_Required task_
Copy out the data below verbatim.
-------------------------
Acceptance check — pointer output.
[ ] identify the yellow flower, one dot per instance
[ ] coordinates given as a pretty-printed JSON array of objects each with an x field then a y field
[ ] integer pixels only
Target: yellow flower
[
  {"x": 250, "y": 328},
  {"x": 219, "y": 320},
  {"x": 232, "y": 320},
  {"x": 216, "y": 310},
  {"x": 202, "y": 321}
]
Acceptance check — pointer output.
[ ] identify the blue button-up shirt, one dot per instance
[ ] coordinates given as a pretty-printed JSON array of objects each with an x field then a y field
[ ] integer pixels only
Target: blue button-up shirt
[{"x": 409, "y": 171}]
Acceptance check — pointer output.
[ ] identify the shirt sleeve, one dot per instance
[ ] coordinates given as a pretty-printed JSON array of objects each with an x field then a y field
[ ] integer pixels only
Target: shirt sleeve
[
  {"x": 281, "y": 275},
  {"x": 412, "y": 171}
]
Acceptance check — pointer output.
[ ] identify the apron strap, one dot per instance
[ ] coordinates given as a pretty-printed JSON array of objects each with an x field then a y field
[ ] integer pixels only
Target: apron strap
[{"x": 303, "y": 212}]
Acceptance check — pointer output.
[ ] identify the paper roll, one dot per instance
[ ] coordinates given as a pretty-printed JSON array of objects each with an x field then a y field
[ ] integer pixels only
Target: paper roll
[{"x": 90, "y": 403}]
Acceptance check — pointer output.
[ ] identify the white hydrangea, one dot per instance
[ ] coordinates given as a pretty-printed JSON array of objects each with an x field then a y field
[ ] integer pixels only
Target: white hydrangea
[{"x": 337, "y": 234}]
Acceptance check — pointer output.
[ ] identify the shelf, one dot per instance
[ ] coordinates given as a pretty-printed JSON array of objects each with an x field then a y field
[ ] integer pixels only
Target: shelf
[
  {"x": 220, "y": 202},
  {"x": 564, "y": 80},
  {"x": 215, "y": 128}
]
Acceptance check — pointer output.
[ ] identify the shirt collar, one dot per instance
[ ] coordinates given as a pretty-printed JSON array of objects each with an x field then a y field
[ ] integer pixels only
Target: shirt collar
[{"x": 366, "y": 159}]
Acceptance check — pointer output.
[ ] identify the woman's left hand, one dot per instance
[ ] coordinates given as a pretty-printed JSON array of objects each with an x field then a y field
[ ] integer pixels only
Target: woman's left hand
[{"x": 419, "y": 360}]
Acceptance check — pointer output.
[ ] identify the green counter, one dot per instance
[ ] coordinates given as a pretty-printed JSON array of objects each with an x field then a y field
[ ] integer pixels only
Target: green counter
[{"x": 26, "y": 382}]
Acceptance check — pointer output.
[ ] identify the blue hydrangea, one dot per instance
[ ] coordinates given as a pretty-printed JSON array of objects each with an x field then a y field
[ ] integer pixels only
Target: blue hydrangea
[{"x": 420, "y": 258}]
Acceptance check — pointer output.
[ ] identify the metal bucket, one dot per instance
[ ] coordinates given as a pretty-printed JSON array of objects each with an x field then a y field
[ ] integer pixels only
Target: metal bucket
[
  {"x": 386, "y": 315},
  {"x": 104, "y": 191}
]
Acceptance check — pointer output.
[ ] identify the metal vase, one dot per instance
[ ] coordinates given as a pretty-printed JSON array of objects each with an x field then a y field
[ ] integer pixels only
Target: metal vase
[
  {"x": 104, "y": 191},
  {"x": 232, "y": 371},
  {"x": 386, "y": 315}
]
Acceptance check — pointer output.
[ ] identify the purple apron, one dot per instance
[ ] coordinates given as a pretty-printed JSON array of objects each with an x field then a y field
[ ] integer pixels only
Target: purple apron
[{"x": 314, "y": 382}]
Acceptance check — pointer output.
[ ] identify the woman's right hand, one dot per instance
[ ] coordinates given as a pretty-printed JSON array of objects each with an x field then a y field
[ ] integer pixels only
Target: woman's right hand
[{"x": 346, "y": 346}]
-------------------------
_The answer_
Acceptance check — pointer output.
[ ] identify the yellow flower, one dot per instance
[ ] coordinates given as a pretty-printed JSON array of objects each with an x field then a y field
[ ] integer pixels only
Target: yellow flower
[
  {"x": 250, "y": 328},
  {"x": 219, "y": 320},
  {"x": 232, "y": 320},
  {"x": 216, "y": 310},
  {"x": 202, "y": 321}
]
Acceptance check — pointer output.
[ ] identify the blue button-up shirt, one dot per instance
[ ] coordinates given as a pretty-printed JSON array of objects each with an x field then a y field
[ ] integer pixels only
Target: blue button-up shirt
[{"x": 409, "y": 171}]
Acceptance check — pointer output.
[ ] identify the shirt sleeve, one dot per instance
[ ] coordinates given as a pretty-printed JSON array of objects each with an x field then a y field
[ ] integer pixels only
Target: shirt sleeve
[
  {"x": 281, "y": 275},
  {"x": 412, "y": 171}
]
Acceptance check — pointer output.
[ ] identify the apron strap, one dot per instance
[ ] coordinates given as a pretty-printed JSON array of objects each with an x field then a y field
[ ] integer pixels only
Target: apron strap
[{"x": 303, "y": 212}]
Acceptance check — pointer output.
[ ] identify the paper roll, one dot per instance
[ ] coordinates given as a pretty-printed JSON array of objects each with an x field then a y field
[ ] integer pixels only
Target: paper roll
[{"x": 90, "y": 403}]
Acceptance check — pointer output.
[ ] identify the white hydrangea, one dot per instance
[ ] coordinates given as a pretty-printed JSON array of objects each with an x field then a y field
[ ] integer pixels only
Target: white hydrangea
[{"x": 337, "y": 234}]
Acceptance check — pointer output.
[ ] identify the shelf, one dot per instance
[ ] coordinates given as a pretty-printed JSON array of objects each with an x field then a y field
[ ] integer pixels only
Target: shelf
[
  {"x": 220, "y": 202},
  {"x": 564, "y": 80},
  {"x": 215, "y": 128}
]
Acceptance check — pointer output.
[ ] identify the shirt collar, one dot per instance
[ ] coordinates given as a pretty-printed JSON array of objects each with an x field then a y field
[ ] integer pixels only
Target: shirt collar
[{"x": 366, "y": 159}]
Acceptance check — pointer output.
[ ] identify the woman's left hand, one dot per instance
[ ] coordinates given as a pretty-printed JSON array of objects each with an x field then a y field
[ ] integer pixels only
Target: woman's left hand
[{"x": 419, "y": 360}]
Acceptance check — pointer output.
[ ] identify the green counter, one dot per instance
[ ] coordinates given as a pretty-printed JSON array of objects each with an x field then a y field
[ ] integer pixels only
Target: green counter
[{"x": 26, "y": 382}]
Acceptance check — pointer output.
[ ] identify the blue hydrangea, one dot per instance
[ ] coordinates given as a pretty-printed JSON array of objects each with an x field then a y field
[ ] integer pixels only
Target: blue hydrangea
[{"x": 420, "y": 258}]
Acceptance check — pointer output.
[ ] identify the metal bucket, one dot per instance
[ ] coordinates given as a pretty-printed JSON array of objects each with an x field then a y field
[ ] integer pixels only
Target: metal bucket
[
  {"x": 386, "y": 315},
  {"x": 104, "y": 191}
]
Acceptance check — pointer output.
[ ] identify the metal vase, one dot per instance
[ ] coordinates given as a pretty-printed JSON array of objects each with an x field then a y field
[ ] integer pixels only
Target: metal vase
[
  {"x": 104, "y": 191},
  {"x": 232, "y": 371},
  {"x": 386, "y": 315}
]
Acceptance check — pointer output.
[ ] identify the purple apron, one dot per instance
[ ] coordinates given as a pretty-printed JSON array of objects each with an x field then a y field
[ ] integer pixels only
Target: purple apron
[{"x": 314, "y": 382}]
Acceptance check — pointer output.
[ ] identify the woman's right hand, one dot per instance
[ ] coordinates given as a pretty-printed JSON array of objects each with an x field then a y field
[ ] integer pixels only
Target: woman's right hand
[{"x": 346, "y": 346}]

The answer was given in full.